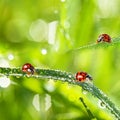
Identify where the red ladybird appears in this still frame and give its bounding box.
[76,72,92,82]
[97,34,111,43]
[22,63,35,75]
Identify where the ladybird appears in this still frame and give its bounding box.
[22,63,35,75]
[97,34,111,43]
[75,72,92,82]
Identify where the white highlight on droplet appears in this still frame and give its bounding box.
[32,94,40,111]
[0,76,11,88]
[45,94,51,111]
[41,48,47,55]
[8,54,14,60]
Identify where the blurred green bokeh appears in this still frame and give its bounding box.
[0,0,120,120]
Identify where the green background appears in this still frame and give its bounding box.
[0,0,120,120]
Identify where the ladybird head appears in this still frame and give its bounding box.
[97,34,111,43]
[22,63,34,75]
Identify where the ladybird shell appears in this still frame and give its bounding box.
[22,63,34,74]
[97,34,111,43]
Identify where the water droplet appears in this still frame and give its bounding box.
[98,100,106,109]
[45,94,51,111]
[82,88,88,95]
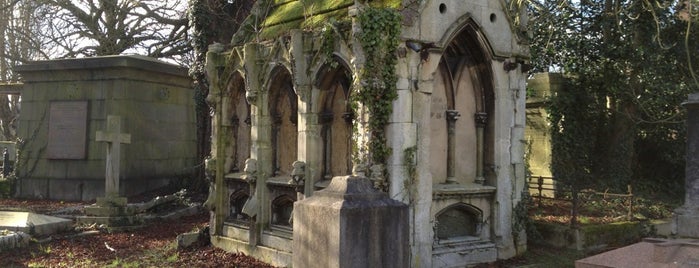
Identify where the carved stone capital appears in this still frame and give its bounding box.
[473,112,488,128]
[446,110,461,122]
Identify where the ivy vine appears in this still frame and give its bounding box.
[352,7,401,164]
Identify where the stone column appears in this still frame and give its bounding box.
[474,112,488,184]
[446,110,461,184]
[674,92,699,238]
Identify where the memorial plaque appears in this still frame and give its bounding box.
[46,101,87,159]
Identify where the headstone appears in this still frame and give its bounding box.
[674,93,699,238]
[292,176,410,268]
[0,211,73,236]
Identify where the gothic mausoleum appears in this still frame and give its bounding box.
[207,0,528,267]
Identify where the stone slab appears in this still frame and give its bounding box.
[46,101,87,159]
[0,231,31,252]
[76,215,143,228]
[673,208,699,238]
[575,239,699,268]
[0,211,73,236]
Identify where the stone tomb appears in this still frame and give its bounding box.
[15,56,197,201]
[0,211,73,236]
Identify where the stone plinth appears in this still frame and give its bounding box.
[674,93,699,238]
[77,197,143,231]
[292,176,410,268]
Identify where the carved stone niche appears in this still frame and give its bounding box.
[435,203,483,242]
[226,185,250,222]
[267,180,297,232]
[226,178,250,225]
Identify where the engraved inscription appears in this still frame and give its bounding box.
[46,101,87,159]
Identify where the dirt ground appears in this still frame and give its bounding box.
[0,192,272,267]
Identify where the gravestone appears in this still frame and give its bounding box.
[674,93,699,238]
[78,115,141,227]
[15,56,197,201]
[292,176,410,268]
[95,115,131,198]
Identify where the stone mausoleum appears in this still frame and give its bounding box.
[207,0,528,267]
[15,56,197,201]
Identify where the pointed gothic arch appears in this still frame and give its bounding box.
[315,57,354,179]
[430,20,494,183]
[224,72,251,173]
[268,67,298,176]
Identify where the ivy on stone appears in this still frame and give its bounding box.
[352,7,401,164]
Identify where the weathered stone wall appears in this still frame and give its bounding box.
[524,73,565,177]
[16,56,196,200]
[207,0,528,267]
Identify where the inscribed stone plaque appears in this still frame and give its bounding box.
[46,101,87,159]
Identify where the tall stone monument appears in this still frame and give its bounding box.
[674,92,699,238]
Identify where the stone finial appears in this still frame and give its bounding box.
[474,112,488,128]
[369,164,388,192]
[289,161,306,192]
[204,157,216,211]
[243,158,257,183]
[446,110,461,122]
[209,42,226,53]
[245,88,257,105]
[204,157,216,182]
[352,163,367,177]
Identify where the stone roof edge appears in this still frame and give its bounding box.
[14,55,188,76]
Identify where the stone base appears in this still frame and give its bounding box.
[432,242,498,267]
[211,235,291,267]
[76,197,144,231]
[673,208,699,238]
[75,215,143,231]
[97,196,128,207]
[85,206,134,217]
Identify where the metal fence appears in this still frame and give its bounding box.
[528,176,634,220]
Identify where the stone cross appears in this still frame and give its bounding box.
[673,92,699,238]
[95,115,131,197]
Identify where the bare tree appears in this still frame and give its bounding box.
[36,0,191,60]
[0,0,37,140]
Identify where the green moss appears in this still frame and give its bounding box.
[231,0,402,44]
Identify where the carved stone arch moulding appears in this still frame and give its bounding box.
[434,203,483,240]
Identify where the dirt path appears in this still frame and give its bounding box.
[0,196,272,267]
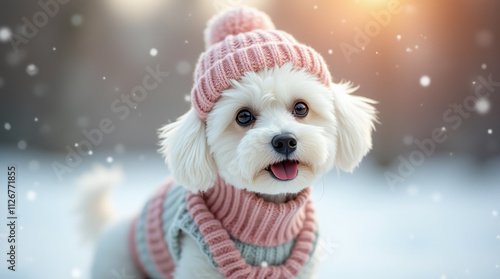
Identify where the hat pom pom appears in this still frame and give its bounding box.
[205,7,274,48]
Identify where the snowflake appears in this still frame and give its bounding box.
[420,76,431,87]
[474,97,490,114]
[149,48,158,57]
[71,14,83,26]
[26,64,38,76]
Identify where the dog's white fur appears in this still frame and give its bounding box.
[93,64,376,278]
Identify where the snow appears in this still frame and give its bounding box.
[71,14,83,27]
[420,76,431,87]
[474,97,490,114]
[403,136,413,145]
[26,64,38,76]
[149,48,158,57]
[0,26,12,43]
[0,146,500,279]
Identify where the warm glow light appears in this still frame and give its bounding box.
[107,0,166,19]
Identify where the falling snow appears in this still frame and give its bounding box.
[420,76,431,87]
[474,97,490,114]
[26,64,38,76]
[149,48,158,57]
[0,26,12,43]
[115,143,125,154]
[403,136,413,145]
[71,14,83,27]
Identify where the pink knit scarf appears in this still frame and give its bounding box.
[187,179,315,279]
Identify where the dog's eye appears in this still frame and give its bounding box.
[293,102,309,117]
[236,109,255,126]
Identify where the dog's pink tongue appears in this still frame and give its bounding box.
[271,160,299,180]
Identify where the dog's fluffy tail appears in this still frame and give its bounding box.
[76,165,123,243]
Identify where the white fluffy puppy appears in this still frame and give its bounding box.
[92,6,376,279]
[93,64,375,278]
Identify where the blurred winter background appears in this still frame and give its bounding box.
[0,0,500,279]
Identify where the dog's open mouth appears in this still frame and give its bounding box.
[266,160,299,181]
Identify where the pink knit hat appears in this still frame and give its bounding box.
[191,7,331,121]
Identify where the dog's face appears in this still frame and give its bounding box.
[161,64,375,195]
::::
* [Task objective]: Can you reproduce every line above word for word, with the pictures left out?

* [Exercise solution]:
Identify where the red ladybird appears in this still frame and give its bounding box.
[76,72,92,82]
[97,34,111,43]
[22,63,35,75]
Identify where the ladybird appears in this still frame and give its bounding box.
[22,63,35,75]
[97,34,111,43]
[75,72,92,82]
Identify where the white highlight on droplet appears in this still frame and give its bounding box.
[32,94,40,111]
[0,76,11,88]
[45,94,51,111]
[41,48,47,55]
[8,54,14,60]
Identify where the blurred green bokeh appears in this still frame and give its bounding box.
[0,0,120,120]
Identify where the green background appears in this still frame and give its bounding box.
[0,0,120,120]
Identify where the ladybird head appears in this still frame and give its bounding box.
[97,34,111,43]
[22,63,34,75]
Identify where the ladybird shell appears in this still frame and give its bounding box.
[22,63,34,74]
[97,34,111,43]
Identify where the water droplet appears in this still frame and give its bounding box.
[98,100,106,109]
[45,94,51,111]
[82,88,88,95]
Identify where the carved stone capital appears in this still frame and give its bounding box.
[473,112,488,128]
[446,110,461,122]
Identify where the ivy vine appears in this still frame and give its bounding box.
[352,7,401,164]
Identify where the stone column appears in this still frame and give its bounding box.
[474,112,488,184]
[446,110,461,184]
[674,92,699,238]
Identify where the memorial plaque appears in this still frame and give its bounding box.
[46,101,87,159]
Identify where the headstone appears in this still frame and give its bounding box.
[674,93,699,238]
[292,176,410,268]
[0,211,73,236]
Identify where the gothic mausoleum appears in this still frame and give its bounding box.
[207,0,528,267]
Identify where the stone slab appears in this still frame and give its bounding box.
[46,101,87,159]
[0,231,31,252]
[76,215,143,228]
[673,208,699,238]
[575,239,699,268]
[0,211,73,236]
Identify where the stone tomb appears in this still frame and give its bounding box.
[15,56,197,201]
[0,211,73,236]
Identify where the stone plinth appears in this still frame and give its bounding box.
[674,93,699,238]
[77,197,143,231]
[292,176,410,268]
Identify where the carved stone niche appears in this still frame and give its bounding box.
[435,203,483,242]
[226,185,250,222]
[267,180,297,232]
[226,178,250,225]
Identify where the engraved inscription appears in this still frame and give its bounding box.
[46,101,87,159]
Identify where the dirt ground appears in this still frame and give its bounding box.
[0,192,272,267]
Identify where the gravestone appears in this still frame and give its bounding box.
[674,93,699,238]
[78,115,141,227]
[15,56,197,201]
[292,176,410,268]
[95,115,131,198]
Identify where the stone mausoleum appears in this still frame and give its bounding box.
[207,0,528,267]
[15,56,197,201]
Identify where the pointed gothic arch appears in this still frame and give its bounding box.
[315,57,354,179]
[430,20,494,183]
[224,72,251,173]
[268,67,298,176]
Identify where the ivy on stone appears in this still frame and give its bounding box.
[352,7,401,164]
Identify where the weathered stone wall appears in this still frame and give its bounding box.
[524,73,565,177]
[16,56,196,200]
[207,0,528,267]
Identify where the inscribed stone plaque appears in this still frame and give its bounding box.
[46,101,87,159]
Identify where the tall stone monument appears in this still frame and give its bounding box.
[674,92,699,238]
Identify where the stone finial appears in this still frame and give its bounding box.
[474,112,488,128]
[369,164,388,192]
[289,161,306,192]
[204,157,216,211]
[243,158,257,183]
[446,110,461,122]
[209,42,226,53]
[245,88,257,105]
[204,157,216,182]
[352,163,367,177]
Identify where the stone roof edge appears in this still frame and give its bounding box.
[14,55,188,76]
Identify where the stone base appears in this still frame and give its bounding box.
[432,242,498,267]
[211,235,291,267]
[76,197,144,231]
[673,208,699,238]
[75,215,143,231]
[97,196,128,207]
[85,206,134,217]
Identify where the metal fence appears in this still frame and give its bounding box.
[528,176,634,220]
Identify where the stone cross appears in this still frame and give its bounding box.
[673,92,699,238]
[95,115,131,197]
Identify where the bare tree appears in this still frame and give its bounding box.
[36,0,191,60]
[0,0,37,140]
Identify where the green moss appears in this still frame and give its bounding box.
[231,0,402,44]
Identify where the carved stone arch moulding appears in this still frame and give its bounding box.
[434,203,483,240]
Identify where the dirt path appears in this still frame and give its bounding box.
[0,196,272,267]
Identify where the hat pom pom appears in this still frame and give its bounding box.
[205,7,274,48]
Identify where the snowflake appears in this still frame and give its bounding box.
[420,76,431,87]
[474,97,490,114]
[149,48,158,57]
[71,14,83,26]
[26,64,38,76]
Identify where the dog's white fur appears in this still frame and give its bounding box.
[93,64,376,278]
Identify where the snow appears in this still frame and give its bounding box.
[71,14,83,27]
[420,76,431,87]
[474,97,490,114]
[403,136,413,145]
[26,64,38,76]
[149,48,158,57]
[0,26,12,43]
[0,146,500,279]
Identify where the warm glow light appears in this still frame and give its bounding box.
[107,0,166,19]
Identify where the falling snow appears in this still frame and give its bounding box.
[420,76,431,87]
[474,97,490,114]
[26,64,38,76]
[149,48,158,57]
[0,26,12,43]
[115,143,125,154]
[403,136,413,145]
[71,14,83,27]
Identify where the pink knit scarf appears in this still frame and give its bounding box.
[187,179,315,279]
Identify where the dog's eye appears in this still frame and give its bounding box.
[293,102,309,117]
[236,109,255,126]
Identify where the dog's pink tongue appears in this still frame and give its bounding box.
[271,160,299,180]
Identify where the dog's fluffy tail appears in this still frame and give its bounding box.
[76,165,123,243]
Identify where the white fluffy puppy appears in this still frame and give its bounding box.
[92,6,376,279]
[93,64,375,278]
Identify where the blurred winter background appears in this still frame and give its bounding box.
[0,0,500,279]
Identify where the dog's open mouth appears in this still frame and give its bounding box.
[266,160,299,181]
Identify where the pink knit hat appears in this still frame and give its bounding box.
[191,7,331,121]
Identify where the dog's face appears in this still frame and give its bounding box.
[161,64,375,195]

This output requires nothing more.